Replace every "coordinates" in the listing below with "locations" and reproduce the listing otherwise unchanged, omitting the pictures.
───── TASK MATERIAL
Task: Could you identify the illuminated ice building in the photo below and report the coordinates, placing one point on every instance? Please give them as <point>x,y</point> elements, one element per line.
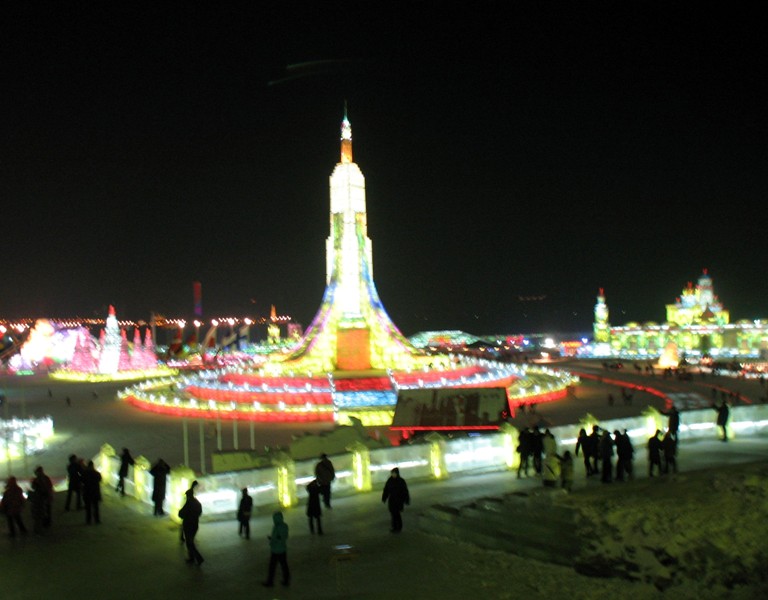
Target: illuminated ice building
<point>352,360</point>
<point>696,324</point>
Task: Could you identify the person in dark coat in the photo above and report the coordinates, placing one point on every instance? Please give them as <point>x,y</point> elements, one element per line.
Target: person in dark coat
<point>91,493</point>
<point>566,471</point>
<point>594,448</point>
<point>654,453</point>
<point>244,510</point>
<point>159,471</point>
<point>314,508</point>
<point>524,447</point>
<point>42,500</point>
<point>74,483</point>
<point>583,443</point>
<point>606,456</point>
<point>624,455</point>
<point>537,448</point>
<point>190,522</point>
<point>325,474</point>
<point>126,461</point>
<point>396,494</point>
<point>669,449</point>
<point>12,505</point>
<point>722,419</point>
<point>673,423</point>
<point>278,551</point>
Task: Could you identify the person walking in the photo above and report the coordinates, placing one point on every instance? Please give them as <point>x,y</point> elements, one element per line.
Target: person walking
<point>669,449</point>
<point>606,456</point>
<point>159,471</point>
<point>190,522</point>
<point>654,453</point>
<point>181,529</point>
<point>314,508</point>
<point>524,448</point>
<point>584,444</point>
<point>566,471</point>
<point>396,494</point>
<point>594,448</point>
<point>723,413</point>
<point>12,505</point>
<point>624,455</point>
<point>244,510</point>
<point>325,474</point>
<point>673,422</point>
<point>537,449</point>
<point>92,493</point>
<point>278,551</point>
<point>74,483</point>
<point>126,461</point>
<point>42,503</point>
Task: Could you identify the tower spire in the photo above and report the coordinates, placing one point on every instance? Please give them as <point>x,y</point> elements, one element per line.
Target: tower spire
<point>346,138</point>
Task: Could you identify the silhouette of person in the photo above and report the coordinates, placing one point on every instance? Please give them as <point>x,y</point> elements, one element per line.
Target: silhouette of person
<point>396,494</point>
<point>594,448</point>
<point>325,474</point>
<point>91,493</point>
<point>584,444</point>
<point>126,461</point>
<point>537,448</point>
<point>566,471</point>
<point>74,483</point>
<point>42,500</point>
<point>669,448</point>
<point>11,506</point>
<point>159,471</point>
<point>606,455</point>
<point>278,551</point>
<point>673,423</point>
<point>624,454</point>
<point>190,522</point>
<point>524,443</point>
<point>654,453</point>
<point>244,510</point>
<point>314,508</point>
<point>722,419</point>
<point>181,530</point>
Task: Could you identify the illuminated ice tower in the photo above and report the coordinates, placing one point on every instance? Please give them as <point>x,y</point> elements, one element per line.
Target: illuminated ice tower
<point>110,349</point>
<point>351,330</point>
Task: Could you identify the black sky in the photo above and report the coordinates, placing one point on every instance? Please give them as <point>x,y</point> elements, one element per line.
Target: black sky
<point>511,150</point>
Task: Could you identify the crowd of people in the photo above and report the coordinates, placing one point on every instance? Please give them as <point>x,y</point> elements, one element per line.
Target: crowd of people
<point>609,455</point>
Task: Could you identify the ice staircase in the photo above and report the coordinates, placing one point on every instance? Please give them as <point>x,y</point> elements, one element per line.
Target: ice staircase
<point>530,524</point>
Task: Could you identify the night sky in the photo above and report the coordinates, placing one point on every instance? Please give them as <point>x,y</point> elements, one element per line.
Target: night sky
<point>518,157</point>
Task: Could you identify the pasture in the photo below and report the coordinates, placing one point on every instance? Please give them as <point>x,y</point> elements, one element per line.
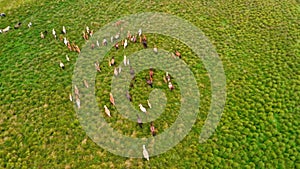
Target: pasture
<point>257,41</point>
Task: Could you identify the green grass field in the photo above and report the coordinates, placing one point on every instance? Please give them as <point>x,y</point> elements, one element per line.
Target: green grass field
<point>257,41</point>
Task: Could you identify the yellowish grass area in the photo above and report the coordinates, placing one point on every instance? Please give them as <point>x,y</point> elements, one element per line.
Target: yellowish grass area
<point>6,5</point>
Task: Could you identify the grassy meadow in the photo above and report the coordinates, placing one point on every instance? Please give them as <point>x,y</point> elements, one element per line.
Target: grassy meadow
<point>257,41</point>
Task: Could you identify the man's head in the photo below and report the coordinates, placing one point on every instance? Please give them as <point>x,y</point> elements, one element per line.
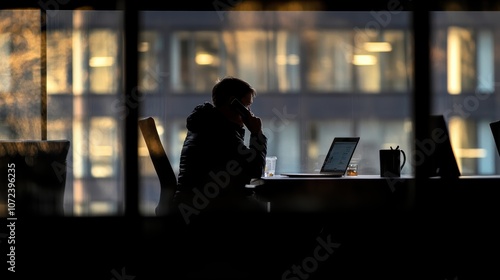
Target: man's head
<point>228,88</point>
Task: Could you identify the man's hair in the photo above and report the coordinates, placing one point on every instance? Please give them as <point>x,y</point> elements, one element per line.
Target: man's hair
<point>228,87</point>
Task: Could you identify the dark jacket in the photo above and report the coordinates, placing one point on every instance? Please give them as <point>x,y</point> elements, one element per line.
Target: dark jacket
<point>214,157</point>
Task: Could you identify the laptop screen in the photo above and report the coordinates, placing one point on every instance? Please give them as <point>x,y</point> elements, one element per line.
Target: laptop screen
<point>340,154</point>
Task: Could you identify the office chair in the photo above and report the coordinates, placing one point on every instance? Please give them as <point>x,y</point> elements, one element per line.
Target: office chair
<point>163,168</point>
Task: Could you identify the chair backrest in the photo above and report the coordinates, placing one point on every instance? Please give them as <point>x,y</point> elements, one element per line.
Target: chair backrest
<point>163,168</point>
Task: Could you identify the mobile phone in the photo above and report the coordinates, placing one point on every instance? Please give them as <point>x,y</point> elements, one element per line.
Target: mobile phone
<point>240,108</point>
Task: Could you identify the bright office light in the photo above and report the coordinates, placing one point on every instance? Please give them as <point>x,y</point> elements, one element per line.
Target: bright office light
<point>204,59</point>
<point>454,64</point>
<point>377,46</point>
<point>101,61</point>
<point>364,59</point>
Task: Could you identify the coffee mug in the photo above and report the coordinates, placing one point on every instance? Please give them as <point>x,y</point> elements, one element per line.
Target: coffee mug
<point>390,162</point>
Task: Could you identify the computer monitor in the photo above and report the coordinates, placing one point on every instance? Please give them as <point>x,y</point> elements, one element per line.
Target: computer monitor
<point>437,152</point>
<point>495,130</point>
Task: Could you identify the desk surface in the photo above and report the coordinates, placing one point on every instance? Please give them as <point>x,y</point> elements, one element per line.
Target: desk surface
<point>373,191</point>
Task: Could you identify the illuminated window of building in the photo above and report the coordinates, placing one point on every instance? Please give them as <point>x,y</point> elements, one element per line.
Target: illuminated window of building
<point>103,61</point>
<point>329,65</point>
<point>461,53</point>
<point>151,74</point>
<point>102,147</point>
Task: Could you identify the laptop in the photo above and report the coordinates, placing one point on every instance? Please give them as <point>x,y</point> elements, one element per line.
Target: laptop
<point>495,130</point>
<point>336,161</point>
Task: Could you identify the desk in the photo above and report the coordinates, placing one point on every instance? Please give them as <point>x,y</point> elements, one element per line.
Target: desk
<point>343,193</point>
<point>372,192</point>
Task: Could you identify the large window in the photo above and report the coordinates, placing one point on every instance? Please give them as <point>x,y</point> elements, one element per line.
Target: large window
<point>318,75</point>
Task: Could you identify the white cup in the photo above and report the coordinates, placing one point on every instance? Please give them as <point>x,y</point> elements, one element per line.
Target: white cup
<point>270,169</point>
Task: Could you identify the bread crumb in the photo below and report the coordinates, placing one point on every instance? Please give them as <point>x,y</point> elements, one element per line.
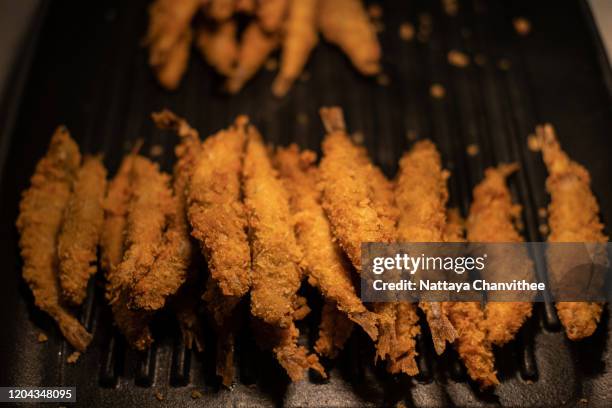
──────────
- **EXPECTED ANSWER**
Task: Could you identify the illuminated ice building in the photo below and report the locations, placing one point on every instance? Please give them as <point>x,y</point> elements, one element per line.
Target: illuminated ice building
<point>352,360</point>
<point>696,324</point>
Task: Could you identify the person in dark coat in the photo above and report the locations, placing one point on every instance? Please give them as <point>x,y</point> elements, one element per line.
Target: person in dark coat
<point>91,493</point>
<point>566,471</point>
<point>594,448</point>
<point>654,453</point>
<point>244,510</point>
<point>159,471</point>
<point>314,508</point>
<point>524,447</point>
<point>42,500</point>
<point>74,483</point>
<point>583,443</point>
<point>606,456</point>
<point>624,455</point>
<point>537,448</point>
<point>190,522</point>
<point>325,474</point>
<point>126,461</point>
<point>396,494</point>
<point>669,449</point>
<point>12,505</point>
<point>722,419</point>
<point>673,423</point>
<point>278,551</point>
Task: Could you identify the person walking in the photo above and report the locations, placing one point on every instance? Please give them as <point>x,y</point> elements, one element per line.
Target: person walking
<point>669,449</point>
<point>606,456</point>
<point>159,471</point>
<point>190,522</point>
<point>654,453</point>
<point>181,529</point>
<point>314,508</point>
<point>524,448</point>
<point>584,444</point>
<point>566,471</point>
<point>396,494</point>
<point>594,448</point>
<point>723,413</point>
<point>12,505</point>
<point>624,455</point>
<point>244,510</point>
<point>325,474</point>
<point>673,422</point>
<point>537,449</point>
<point>92,493</point>
<point>278,551</point>
<point>74,483</point>
<point>126,461</point>
<point>42,503</point>
Task: Could you identify the tower spire in the photo above and report the locations, placing one point on every instance? Please give them as <point>x,y</point> elements, one element per line.
Target: tower spire
<point>346,138</point>
Task: Could you identify the silhouette of person in the photo above and report the locations, placing one point on every instance? Please give them as <point>x,y</point> elements, one element per line.
Target: silhouette of person
<point>396,494</point>
<point>594,448</point>
<point>325,474</point>
<point>91,493</point>
<point>584,444</point>
<point>126,461</point>
<point>537,448</point>
<point>566,471</point>
<point>74,483</point>
<point>42,500</point>
<point>669,448</point>
<point>11,506</point>
<point>159,471</point>
<point>606,455</point>
<point>278,551</point>
<point>673,423</point>
<point>624,454</point>
<point>190,522</point>
<point>524,443</point>
<point>654,453</point>
<point>244,510</point>
<point>314,508</point>
<point>722,419</point>
<point>181,530</point>
Task: Could you identify the illuminated ice tower in the photo above and report the locations, placing one point on every instance? Please give them as <point>x,y</point> elements, one element per line.
Target: illuminated ice tower
<point>110,349</point>
<point>351,330</point>
Task: Could you identify the black sky in the photo above and report the locations, placing one point on every instance? Please give them as <point>x,y</point> elements, one element per line.
Target: black sky
<point>511,150</point>
Task: Could you identify the crowd of people in the photo above and report the locations, placing one point on every instance? Please give them as <point>x,y</point> elements, one element per line.
Target: crowd of people
<point>609,455</point>
Task: Could you identify the ice staircase in the photo above and report the locations, placing one point on every instance? Please give them as <point>x,y</point> elements, one element per line.
Target: ice staircase
<point>530,524</point>
Task: Could you identify the night sky in the photo above and report the locations, placing one point on every instance? Please give them as <point>x,y</point> elements, one element per line.
Target: night sky
<point>518,157</point>
Task: Could you identify the pasture in the photo below and report the locations, placing one point on every instance? Please give them as <point>x,y</point> elements, one element per line.
Target: pasture
<point>257,41</point>
Task: Could you identify the green grass field in the photo above and report the locations, placing one point on every instance? Please give them as <point>x,y</point> elements, one element per line.
Target: green grass field
<point>257,41</point>
Task: Could you identify the yellowish grass area in the photo above and report the locations, placing one point on every instance? Please give them as <point>x,y</point> elements, one element per line.
Target: yellowish grass area
<point>6,5</point>
Task: Could you identify the grassy meadow in the photo above and report the locations, placing one point on every instance? Please give them as <point>x,y</point> elements, one element per line.
Target: grassy meadow
<point>257,41</point>
Task: Could you identify the man's head in the photo below and report the locations, placing one point on every instance? Please give them as <point>x,y</point> elements, one element per line.
Target: man's head
<point>228,88</point>
Task: Could you identify the man's hair in the photo above and report the locations, placing one point on every instance? Please give them as <point>x,y</point> elements, one element per line.
Target: man's hair
<point>228,87</point>
Task: Could you identify the dark jacket in the photo above and report the locations, placing one point on every instance? Please give them as <point>x,y</point> elements, one element per line.
Target: dark jacket
<point>214,157</point>
Task: Could you identify the laptop screen in the photo above and report the locations, placing one point on every instance? Please give them as <point>x,y</point> elements, one element per line.
Target: laptop screen
<point>340,154</point>
Task: Could you identify the office chair in the photo above and report the locations, placing one point on every instance? Please give them as <point>x,y</point> elements, one element per line.
Target: office chair
<point>163,168</point>
Task: Could you identify the chair backrest in the photo above and report the locations, placing one point on every instance? Please give them as <point>x,y</point> elements, one element per line.
Target: chair backrest
<point>163,168</point>
Task: Could you identify the mobile phone in the photo above and report the locations, placing one point on every instance? Please give them as <point>x,y</point> elements, one element per line.
Target: mobile phone
<point>240,108</point>
Task: Could you identify the bright office light in the photo above and report the locations, placing one point on every instance? Please give them as <point>x,y</point> elements, one element per line.
Target: bright office light
<point>204,59</point>
<point>454,64</point>
<point>377,46</point>
<point>101,61</point>
<point>364,59</point>
Task: Could you identify the coffee mug in the photo above and report the locations, placing one point on every instance? Please give them as <point>x,y</point> elements, one element per line.
Target: coffee mug
<point>390,162</point>
Task: Could you identify the computer monitor in the photo above and report the locations, placing one point on every instance? Please give them as <point>x,y</point> elements, one element per line.
Target: computer monitor
<point>437,152</point>
<point>495,130</point>
Task: Could you identify the desk surface in the photo above and report the locations, placing one point on every instance? Please give them as <point>x,y</point> elements, one element per line.
Target: desk surface
<point>373,191</point>
Task: Could you identify the illuminated window of building in the photo above and report the locations, placing one point on every instance? Please give them as <point>x,y</point> elements, one element per line.
Target: illuminated window of building
<point>103,61</point>
<point>329,65</point>
<point>461,53</point>
<point>151,74</point>
<point>102,147</point>
Task: Could you identify the laptop in the photo above and report the locations, placing one point on every instance? Please give them as <point>x,y</point> elements, one element per line.
Target: laptop
<point>495,130</point>
<point>336,161</point>
Task: Could you identify the desk in the photo above and report the locations, placing one point on every instance? Please give them as <point>x,y</point> elements, one element per line.
Target: desk
<point>343,193</point>
<point>372,192</point>
Task: Could you identify the large window in the photo above and report the locations, placing one point on every instance? Please give them as <point>x,y</point> elements, one element per line.
Target: large window
<point>318,75</point>
Task: Could you identify the white cup in the photo above and report the locations, placing one point on every instance? Please give them as <point>x,y</point> elements, one element per line.
Target: white cup
<point>270,169</point>
Task: Could you identify the bread crumb in the photo below and report the locations, placing one point on every instance? Please give them as <point>x,y</point> elements, one element per line.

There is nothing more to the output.